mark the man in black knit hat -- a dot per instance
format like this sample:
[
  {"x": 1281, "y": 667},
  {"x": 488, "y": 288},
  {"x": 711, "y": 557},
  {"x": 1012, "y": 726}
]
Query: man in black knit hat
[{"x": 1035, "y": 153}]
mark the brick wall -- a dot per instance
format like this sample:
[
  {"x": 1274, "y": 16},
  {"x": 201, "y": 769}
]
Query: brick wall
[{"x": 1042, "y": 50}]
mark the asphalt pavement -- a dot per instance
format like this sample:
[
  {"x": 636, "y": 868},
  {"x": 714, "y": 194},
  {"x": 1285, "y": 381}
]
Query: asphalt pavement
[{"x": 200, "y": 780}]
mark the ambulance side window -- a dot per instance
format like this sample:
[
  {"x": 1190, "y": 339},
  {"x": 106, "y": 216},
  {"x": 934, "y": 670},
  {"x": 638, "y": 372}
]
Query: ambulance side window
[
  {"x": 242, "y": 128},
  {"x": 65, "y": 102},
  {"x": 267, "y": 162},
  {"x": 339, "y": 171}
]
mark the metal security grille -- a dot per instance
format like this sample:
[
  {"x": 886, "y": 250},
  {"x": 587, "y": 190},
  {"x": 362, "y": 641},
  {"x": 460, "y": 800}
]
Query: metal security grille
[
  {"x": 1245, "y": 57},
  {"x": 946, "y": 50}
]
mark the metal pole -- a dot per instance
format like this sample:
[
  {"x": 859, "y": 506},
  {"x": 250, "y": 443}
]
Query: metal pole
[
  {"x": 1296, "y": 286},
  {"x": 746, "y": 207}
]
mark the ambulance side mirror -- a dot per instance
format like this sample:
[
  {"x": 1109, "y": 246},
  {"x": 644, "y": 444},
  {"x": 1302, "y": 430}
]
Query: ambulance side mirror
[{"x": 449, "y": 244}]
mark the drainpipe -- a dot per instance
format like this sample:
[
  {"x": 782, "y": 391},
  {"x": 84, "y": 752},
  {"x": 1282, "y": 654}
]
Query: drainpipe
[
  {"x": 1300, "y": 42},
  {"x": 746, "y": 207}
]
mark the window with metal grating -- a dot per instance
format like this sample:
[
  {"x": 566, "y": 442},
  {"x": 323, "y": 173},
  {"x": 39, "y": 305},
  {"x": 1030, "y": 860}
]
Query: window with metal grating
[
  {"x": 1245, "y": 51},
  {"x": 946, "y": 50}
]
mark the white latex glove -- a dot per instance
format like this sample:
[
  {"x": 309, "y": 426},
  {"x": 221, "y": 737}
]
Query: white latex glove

# # # # #

#### [What is needed]
Please write out the whole listing above again, keeping every line the same.

#### [Response]
mark the man in black knit hat -- a dot per instance
format like this sample:
[
  {"x": 1281, "y": 667},
  {"x": 488, "y": 288},
  {"x": 711, "y": 557},
  {"x": 1012, "y": 726}
]
Query: man in black knit hat
[{"x": 1035, "y": 153}]
mark the brick wall -- a dot per instance
format like this sample:
[
  {"x": 1274, "y": 16},
  {"x": 201, "y": 769}
]
Query: brick wall
[{"x": 1042, "y": 50}]
mark the asphalt pavement -- a dot per instance
format like this sample:
[
  {"x": 636, "y": 868},
  {"x": 714, "y": 194},
  {"x": 1285, "y": 381}
]
Query: asphalt pavement
[{"x": 200, "y": 780}]
mark the ambulance side window -- a dot per instance
format like this sample:
[
  {"x": 1190, "y": 339},
  {"x": 106, "y": 216},
  {"x": 934, "y": 670},
  {"x": 638, "y": 372}
]
Query: ambulance side window
[
  {"x": 242, "y": 128},
  {"x": 65, "y": 102},
  {"x": 267, "y": 162},
  {"x": 339, "y": 171}
]
mark the metal security grille -- a dot per instance
format like this sample:
[
  {"x": 886, "y": 250},
  {"x": 587, "y": 190},
  {"x": 362, "y": 641},
  {"x": 460, "y": 800}
]
Query: metal security grille
[
  {"x": 1245, "y": 57},
  {"x": 946, "y": 50}
]
mark the metal pole -- a dot per instance
format like this sample:
[
  {"x": 859, "y": 506},
  {"x": 250, "y": 443}
]
Query: metal pole
[
  {"x": 1296, "y": 286},
  {"x": 746, "y": 207}
]
mark the ambulance side mirror -- a dot per instance
format like this sample:
[
  {"x": 1109, "y": 246},
  {"x": 644, "y": 444},
  {"x": 1302, "y": 430}
]
Query: ambulance side mirror
[{"x": 449, "y": 244}]
mark the drainpipe -- a dot per instance
format like this sample:
[
  {"x": 782, "y": 391},
  {"x": 84, "y": 752},
  {"x": 1282, "y": 654}
]
Query: drainpipe
[
  {"x": 1300, "y": 42},
  {"x": 746, "y": 207}
]
mark the window with metal grating -- a dot per instance
format like this sample:
[
  {"x": 566, "y": 442},
  {"x": 323, "y": 173},
  {"x": 39, "y": 305},
  {"x": 1030, "y": 860}
]
Query: window with metal grating
[
  {"x": 1245, "y": 51},
  {"x": 946, "y": 50}
]
mark the white latex glove -- a dot per instance
format like this sample:
[
  {"x": 309, "y": 426},
  {"x": 221, "y": 737}
]
Query: white latex glove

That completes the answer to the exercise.